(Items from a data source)
++++++

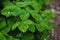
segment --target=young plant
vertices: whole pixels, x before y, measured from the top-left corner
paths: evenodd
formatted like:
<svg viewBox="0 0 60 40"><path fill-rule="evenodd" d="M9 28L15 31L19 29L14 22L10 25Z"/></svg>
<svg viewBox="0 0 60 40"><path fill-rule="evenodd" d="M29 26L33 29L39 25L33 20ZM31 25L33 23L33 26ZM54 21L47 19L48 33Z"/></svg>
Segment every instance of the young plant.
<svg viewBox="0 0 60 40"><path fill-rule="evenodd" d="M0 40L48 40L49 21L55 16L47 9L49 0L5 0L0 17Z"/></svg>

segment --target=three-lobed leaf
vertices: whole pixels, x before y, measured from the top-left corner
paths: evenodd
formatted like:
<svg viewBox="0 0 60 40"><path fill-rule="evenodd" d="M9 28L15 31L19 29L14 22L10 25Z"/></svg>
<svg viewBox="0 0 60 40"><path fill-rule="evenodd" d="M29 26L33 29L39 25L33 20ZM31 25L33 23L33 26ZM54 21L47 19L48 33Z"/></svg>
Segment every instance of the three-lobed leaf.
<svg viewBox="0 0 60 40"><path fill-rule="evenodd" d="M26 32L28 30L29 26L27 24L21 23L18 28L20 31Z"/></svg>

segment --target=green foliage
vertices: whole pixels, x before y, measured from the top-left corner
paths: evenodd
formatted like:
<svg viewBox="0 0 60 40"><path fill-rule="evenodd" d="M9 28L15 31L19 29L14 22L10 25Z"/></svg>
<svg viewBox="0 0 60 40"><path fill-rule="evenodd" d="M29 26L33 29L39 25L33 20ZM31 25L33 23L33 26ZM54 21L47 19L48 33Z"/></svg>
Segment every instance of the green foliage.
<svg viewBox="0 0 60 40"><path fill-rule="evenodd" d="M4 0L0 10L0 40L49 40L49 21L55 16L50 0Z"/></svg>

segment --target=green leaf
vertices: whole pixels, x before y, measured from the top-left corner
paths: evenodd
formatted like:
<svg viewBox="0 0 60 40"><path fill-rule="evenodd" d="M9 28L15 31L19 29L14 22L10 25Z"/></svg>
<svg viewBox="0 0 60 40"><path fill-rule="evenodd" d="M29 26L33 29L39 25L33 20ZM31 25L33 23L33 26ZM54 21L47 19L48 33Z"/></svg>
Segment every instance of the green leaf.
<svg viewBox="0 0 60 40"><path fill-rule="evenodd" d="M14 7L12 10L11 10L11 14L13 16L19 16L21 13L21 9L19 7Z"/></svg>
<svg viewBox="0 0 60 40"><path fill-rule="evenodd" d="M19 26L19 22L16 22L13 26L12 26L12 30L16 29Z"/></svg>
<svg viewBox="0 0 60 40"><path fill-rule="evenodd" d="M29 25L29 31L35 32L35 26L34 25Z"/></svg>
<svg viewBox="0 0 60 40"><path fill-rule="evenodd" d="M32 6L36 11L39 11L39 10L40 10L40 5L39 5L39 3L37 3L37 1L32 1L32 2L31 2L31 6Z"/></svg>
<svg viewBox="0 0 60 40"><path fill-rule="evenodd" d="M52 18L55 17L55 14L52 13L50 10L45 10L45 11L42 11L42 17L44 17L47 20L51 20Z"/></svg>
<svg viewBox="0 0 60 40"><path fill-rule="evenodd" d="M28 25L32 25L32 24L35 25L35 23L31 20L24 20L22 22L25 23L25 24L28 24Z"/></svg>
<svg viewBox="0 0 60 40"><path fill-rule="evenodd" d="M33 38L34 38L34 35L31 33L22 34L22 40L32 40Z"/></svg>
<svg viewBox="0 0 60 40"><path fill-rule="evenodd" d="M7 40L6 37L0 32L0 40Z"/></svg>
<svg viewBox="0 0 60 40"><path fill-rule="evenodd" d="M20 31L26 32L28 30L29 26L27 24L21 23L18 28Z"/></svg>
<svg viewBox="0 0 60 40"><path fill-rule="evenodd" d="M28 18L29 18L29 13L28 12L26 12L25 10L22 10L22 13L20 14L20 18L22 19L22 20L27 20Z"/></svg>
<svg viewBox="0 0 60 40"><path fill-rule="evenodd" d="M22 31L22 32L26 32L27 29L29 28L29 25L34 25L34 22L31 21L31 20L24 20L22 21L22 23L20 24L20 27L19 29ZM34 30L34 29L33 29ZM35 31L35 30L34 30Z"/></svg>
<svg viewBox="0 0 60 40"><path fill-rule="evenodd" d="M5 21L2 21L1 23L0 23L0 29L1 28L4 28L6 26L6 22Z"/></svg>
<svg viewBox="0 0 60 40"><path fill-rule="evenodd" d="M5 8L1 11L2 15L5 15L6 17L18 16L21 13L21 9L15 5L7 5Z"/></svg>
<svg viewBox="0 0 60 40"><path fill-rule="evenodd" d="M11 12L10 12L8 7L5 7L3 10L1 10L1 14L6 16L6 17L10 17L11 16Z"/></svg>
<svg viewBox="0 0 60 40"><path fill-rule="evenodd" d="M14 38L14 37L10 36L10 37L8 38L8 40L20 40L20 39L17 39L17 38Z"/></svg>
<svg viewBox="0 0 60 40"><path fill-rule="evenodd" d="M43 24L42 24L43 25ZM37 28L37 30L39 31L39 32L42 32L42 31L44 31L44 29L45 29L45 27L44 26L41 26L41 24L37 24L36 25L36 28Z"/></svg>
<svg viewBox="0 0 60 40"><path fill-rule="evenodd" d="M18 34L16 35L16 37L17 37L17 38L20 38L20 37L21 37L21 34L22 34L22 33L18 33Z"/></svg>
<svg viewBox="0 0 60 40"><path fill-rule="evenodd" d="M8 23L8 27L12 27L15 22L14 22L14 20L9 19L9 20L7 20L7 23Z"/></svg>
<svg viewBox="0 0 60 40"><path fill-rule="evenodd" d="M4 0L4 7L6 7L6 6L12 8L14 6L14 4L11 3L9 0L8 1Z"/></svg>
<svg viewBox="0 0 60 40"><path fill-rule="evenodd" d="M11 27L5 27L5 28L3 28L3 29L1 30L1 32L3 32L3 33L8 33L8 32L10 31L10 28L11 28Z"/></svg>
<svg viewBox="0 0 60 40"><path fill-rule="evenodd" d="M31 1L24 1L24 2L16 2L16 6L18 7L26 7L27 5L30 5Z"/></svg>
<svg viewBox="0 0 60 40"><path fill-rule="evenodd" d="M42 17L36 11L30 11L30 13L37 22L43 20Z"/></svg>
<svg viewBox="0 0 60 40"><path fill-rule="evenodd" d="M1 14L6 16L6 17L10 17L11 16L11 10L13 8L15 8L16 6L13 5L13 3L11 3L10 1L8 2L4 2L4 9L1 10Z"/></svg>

++++++

— EXERCISE DIRECTIONS —
Because pictures are not wanted, give every entry above again exactly without them.

— RESULT FOR THIS TASK —
segment --target=young plant
vertices: whole pixels, x before y, measured from the top-left corner
paths: evenodd
formatted like:
<svg viewBox="0 0 60 40"><path fill-rule="evenodd" d="M9 28L15 31L19 29L14 22L10 25Z"/></svg>
<svg viewBox="0 0 60 40"><path fill-rule="evenodd" d="M29 26L33 29L39 25L33 20ZM31 25L33 23L33 26ZM54 21L47 19L48 33Z"/></svg>
Segment every instance of the young plant.
<svg viewBox="0 0 60 40"><path fill-rule="evenodd" d="M0 40L48 40L49 21L55 16L47 9L49 0L5 0L0 17Z"/></svg>

segment --target=three-lobed leaf
vertices: whole pixels, x before y, measured from the top-left corner
paths: evenodd
formatted like:
<svg viewBox="0 0 60 40"><path fill-rule="evenodd" d="M9 28L15 31L19 29L14 22L10 25Z"/></svg>
<svg viewBox="0 0 60 40"><path fill-rule="evenodd" d="M29 26L33 29L39 25L33 20ZM31 25L33 23L33 26ZM54 21L47 19L48 33Z"/></svg>
Segment every instance of the three-lobed leaf.
<svg viewBox="0 0 60 40"><path fill-rule="evenodd" d="M26 32L28 30L29 26L27 24L21 23L18 28L20 31Z"/></svg>

segment --target=green foliage
vertices: whole pixels, x before y, measured from the top-left corner
paths: evenodd
formatted like:
<svg viewBox="0 0 60 40"><path fill-rule="evenodd" d="M9 28L15 31L19 29L14 22L10 25Z"/></svg>
<svg viewBox="0 0 60 40"><path fill-rule="evenodd" d="M29 26L33 29L39 25L33 20ZM31 25L33 23L33 26ZM54 21L47 19L48 33Z"/></svg>
Segment every instance of the green foliage.
<svg viewBox="0 0 60 40"><path fill-rule="evenodd" d="M4 0L0 10L0 40L49 40L49 21L55 16L50 0Z"/></svg>

segment --target=green leaf
vertices: whole pixels, x before y, measured from the top-left corner
paths: evenodd
formatted like:
<svg viewBox="0 0 60 40"><path fill-rule="evenodd" d="M9 28L15 31L19 29L14 22L10 25Z"/></svg>
<svg viewBox="0 0 60 40"><path fill-rule="evenodd" d="M29 26L33 29L39 25L33 20ZM31 25L33 23L33 26ZM54 21L47 19L48 33Z"/></svg>
Segment every instance of the green leaf.
<svg viewBox="0 0 60 40"><path fill-rule="evenodd" d="M14 7L12 10L11 10L11 14L13 16L19 16L21 13L21 9L19 7Z"/></svg>
<svg viewBox="0 0 60 40"><path fill-rule="evenodd" d="M19 26L19 22L16 22L13 26L12 26L12 30L16 29Z"/></svg>
<svg viewBox="0 0 60 40"><path fill-rule="evenodd" d="M29 25L29 31L35 32L35 26L34 25Z"/></svg>
<svg viewBox="0 0 60 40"><path fill-rule="evenodd" d="M32 6L36 11L39 11L39 10L40 10L40 5L39 5L39 3L37 3L37 1L32 1L32 2L31 2L31 6Z"/></svg>
<svg viewBox="0 0 60 40"><path fill-rule="evenodd" d="M52 18L55 17L55 14L52 13L50 10L45 10L45 11L42 11L42 17L44 17L47 20L51 20Z"/></svg>
<svg viewBox="0 0 60 40"><path fill-rule="evenodd" d="M28 25L32 25L32 24L35 25L35 23L31 20L24 20L22 22L25 23L25 24L28 24Z"/></svg>
<svg viewBox="0 0 60 40"><path fill-rule="evenodd" d="M33 38L34 38L34 35L31 33L22 34L22 40L32 40Z"/></svg>
<svg viewBox="0 0 60 40"><path fill-rule="evenodd" d="M7 40L6 37L0 32L0 40Z"/></svg>
<svg viewBox="0 0 60 40"><path fill-rule="evenodd" d="M20 31L26 32L28 30L29 26L27 24L21 23L18 28Z"/></svg>
<svg viewBox="0 0 60 40"><path fill-rule="evenodd" d="M28 18L29 18L29 13L28 12L26 12L25 10L22 10L22 13L20 14L20 18L22 19L22 20L27 20Z"/></svg>
<svg viewBox="0 0 60 40"><path fill-rule="evenodd" d="M22 31L22 32L26 32L27 29L29 28L29 25L34 25L34 22L31 21L31 20L24 20L22 21L22 23L20 24L20 27L19 29ZM34 30L34 29L33 29ZM35 31L35 30L34 30Z"/></svg>
<svg viewBox="0 0 60 40"><path fill-rule="evenodd" d="M5 21L2 21L1 23L0 23L0 29L1 28L4 28L6 26L6 22Z"/></svg>
<svg viewBox="0 0 60 40"><path fill-rule="evenodd" d="M5 8L1 11L2 15L5 15L6 17L18 16L21 13L21 9L15 5L7 5Z"/></svg>
<svg viewBox="0 0 60 40"><path fill-rule="evenodd" d="M11 12L10 12L8 7L5 7L3 10L1 10L1 14L6 16L6 17L10 17L11 16Z"/></svg>
<svg viewBox="0 0 60 40"><path fill-rule="evenodd" d="M14 38L14 37L10 36L10 37L8 38L8 40L20 40L20 39L17 39L17 38Z"/></svg>
<svg viewBox="0 0 60 40"><path fill-rule="evenodd" d="M43 24L42 24L43 25ZM37 28L37 30L39 31L39 32L42 32L42 31L44 31L44 29L45 29L45 27L44 26L41 26L41 24L37 24L36 25L36 28Z"/></svg>
<svg viewBox="0 0 60 40"><path fill-rule="evenodd" d="M18 34L16 35L16 37L17 37L17 38L20 38L20 37L21 37L21 34L22 34L22 33L18 33Z"/></svg>
<svg viewBox="0 0 60 40"><path fill-rule="evenodd" d="M8 23L8 27L12 27L15 22L14 22L14 20L9 19L9 20L7 20L7 23Z"/></svg>
<svg viewBox="0 0 60 40"><path fill-rule="evenodd" d="M4 0L4 7L6 7L6 6L12 8L14 6L14 4L11 3L9 0L8 1Z"/></svg>
<svg viewBox="0 0 60 40"><path fill-rule="evenodd" d="M11 27L5 27L5 28L3 28L3 29L1 30L1 32L3 32L3 33L8 33L8 32L10 31L10 28L11 28Z"/></svg>
<svg viewBox="0 0 60 40"><path fill-rule="evenodd" d="M31 1L24 1L24 2L16 2L16 6L18 7L26 7L27 5L30 5Z"/></svg>
<svg viewBox="0 0 60 40"><path fill-rule="evenodd" d="M42 17L36 11L30 11L30 13L37 22L43 20Z"/></svg>
<svg viewBox="0 0 60 40"><path fill-rule="evenodd" d="M1 14L6 16L6 17L10 17L11 16L11 10L13 8L15 8L16 6L13 5L13 3L11 3L10 1L8 2L4 2L4 9L1 10Z"/></svg>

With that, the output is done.